## [Page excerpt]

· · · · ·

Saturday, April 18, 2015

Joyish


I'm sitting here while kids fill my garage for "band practice" letting brownies cool, after a day home with a sick Ava yesterday where I busted out a ton of projects.  I painted the back of one of my kitchen cabinets the same shade my island got painted, and that led to a lot of shuffling around, door moving, etc. Best day ever!  I'll be sharing more about that, along with the organization of all my cabinets and drawers soon.

But...I just realized that my blogging anniversary came and went and I didn't even think about it. I've been blogging since March of 2008. Seven years of documented life... wowza.  That's a lot of words... and pictures... and heart outpourings... and faith fumbles and recoveries... and musings... and inspiration sharing... and DIY-ing... and friend making... and creating... and recipe trying.  A lot.  

I was clueless.  I didn't know where it would take me and how it would change me and shape me.  I became a blogger.  People who knew me were shocked and wondered why on earth I would do that.  They feared for my privacy to which I replied, "what privacy?"  I'll tell anyone anything, pretty much.  They shrugged and said things like, "well just be careful."  And then I met you.  And you loved on me, encouraged me, grew with me and pushed me to open my Etsy shop.  Pure joy in the discoveries.

That was a whole other ride starting in January of 2011 with some cute little "I Heart my man" tees.  Do any of y'all remember those?  They were crudely made but oh-so-sweet and I never meant to sell them, just wanted one for me and then so did others.  I sold them so fast it made my head spin.  It took me a while to find my feet in Etsy but everything I tried sold out so I just kept making things.  I made camera strap covers and chicken wire memo boards... I tried out jewelry and these adorable owl messenger bags that were perfect for my daughter's demographic.  One of my favorite things were screen printing and I taught myself how to make screens with emulsion and light.  It was crazy fun.. but so much work.  I made ball jar dishtowels and sold hundreds.  Eventually I shut those down because I saw too many copycats and that's not my scene. I made printed napkins and so many other items... then the company I purchased all my supplies from stopped making things and I didn't like anything else I tried so I put all the screen printing stuff away.  I hand-stamped hundreds and hundreds maybe even thousands of Christmas garlands.  It was the most wild thing ever.  They had the different Names of God on them and they were the bulk of my yearly income.  I stamped until my fingers almost bled.

· · · · ·

## [Given problem a]
Answer these questions about the blog post, one per line:
(i) Since when has the writer been blogging?
(ii) With what item, and in what month and year, did the Etsy shop begin?
(iii) Why did the writer stop making the ball jar dishtowels?

· · · · ·

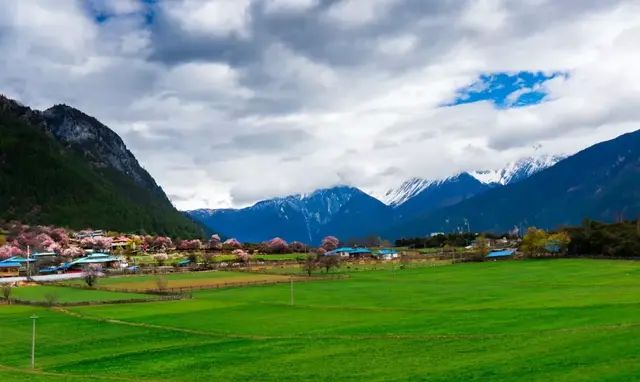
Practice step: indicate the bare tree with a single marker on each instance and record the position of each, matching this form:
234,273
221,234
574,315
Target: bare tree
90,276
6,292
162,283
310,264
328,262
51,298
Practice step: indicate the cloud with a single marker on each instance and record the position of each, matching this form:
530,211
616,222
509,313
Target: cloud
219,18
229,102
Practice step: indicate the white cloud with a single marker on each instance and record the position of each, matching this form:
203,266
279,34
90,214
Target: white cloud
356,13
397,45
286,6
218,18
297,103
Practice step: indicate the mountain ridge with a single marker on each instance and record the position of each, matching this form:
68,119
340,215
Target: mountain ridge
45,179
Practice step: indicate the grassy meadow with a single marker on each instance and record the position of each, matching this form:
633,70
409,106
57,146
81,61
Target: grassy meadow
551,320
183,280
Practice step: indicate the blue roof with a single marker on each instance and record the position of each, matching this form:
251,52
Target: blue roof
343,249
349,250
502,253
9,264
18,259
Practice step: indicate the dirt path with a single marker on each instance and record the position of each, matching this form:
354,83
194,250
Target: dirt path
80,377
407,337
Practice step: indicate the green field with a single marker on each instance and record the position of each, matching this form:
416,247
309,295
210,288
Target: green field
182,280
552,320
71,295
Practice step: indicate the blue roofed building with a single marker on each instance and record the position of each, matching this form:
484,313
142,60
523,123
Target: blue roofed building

· · · · ·

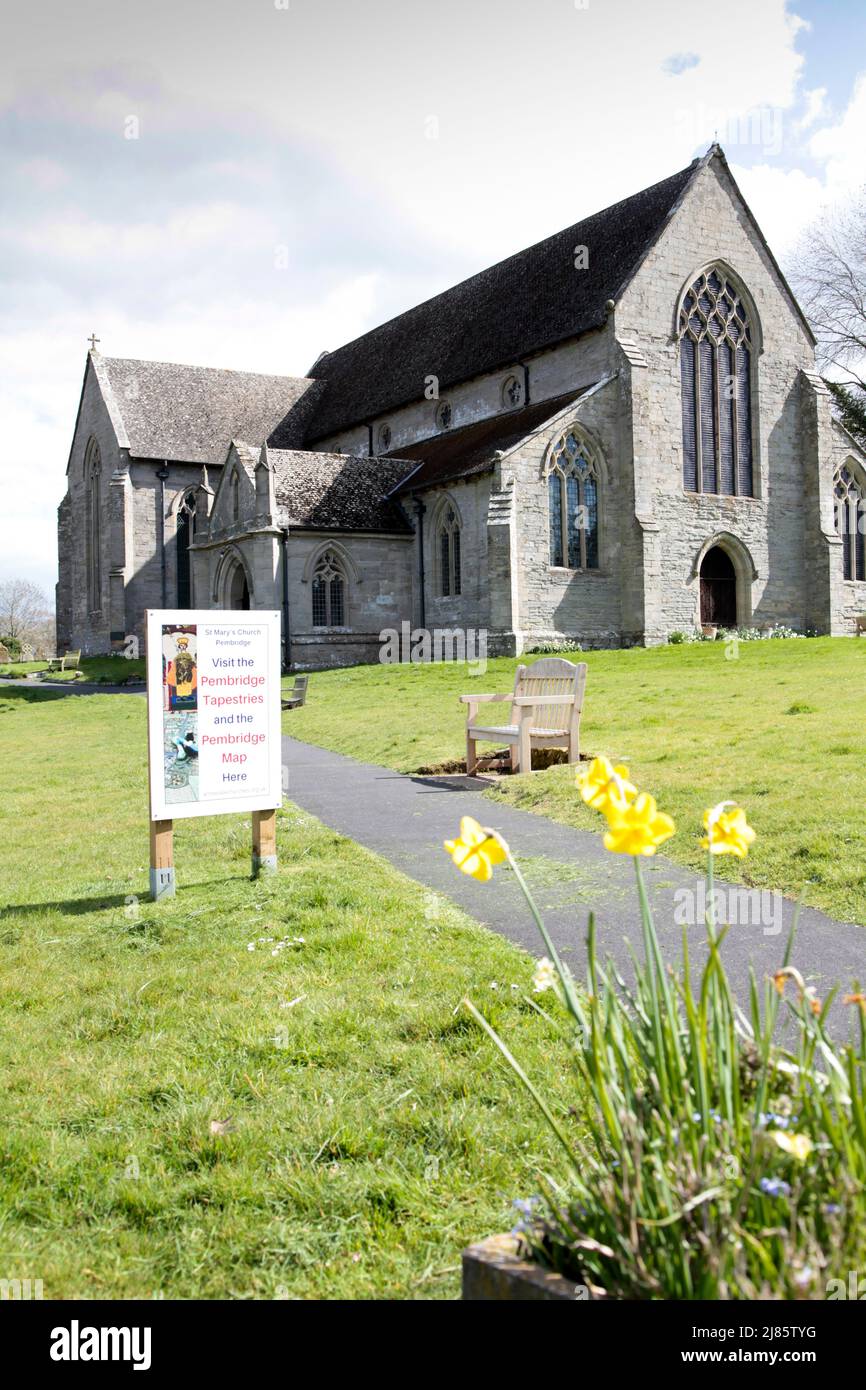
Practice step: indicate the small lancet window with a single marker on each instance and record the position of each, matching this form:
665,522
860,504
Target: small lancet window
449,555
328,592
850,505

· · · · ·

## [Given problem b]
In the listing, start at the line that contains "Practice step: indicate the blue roofed" and stop after the line that contains "Target: blue roofed building". Copy those lines out word for word.

## [Written solution a]
(i) Since March of 2008.
(ii) With "I Heart my man" tees, in January of 2011.
(iii) The writer saw too many copycats.

## [Written solution b]
Practice step: indicate the blue roofed building with a single marker on each instance and record the position of each, matching this form:
484,313
142,60
523,123
Target: blue roofed building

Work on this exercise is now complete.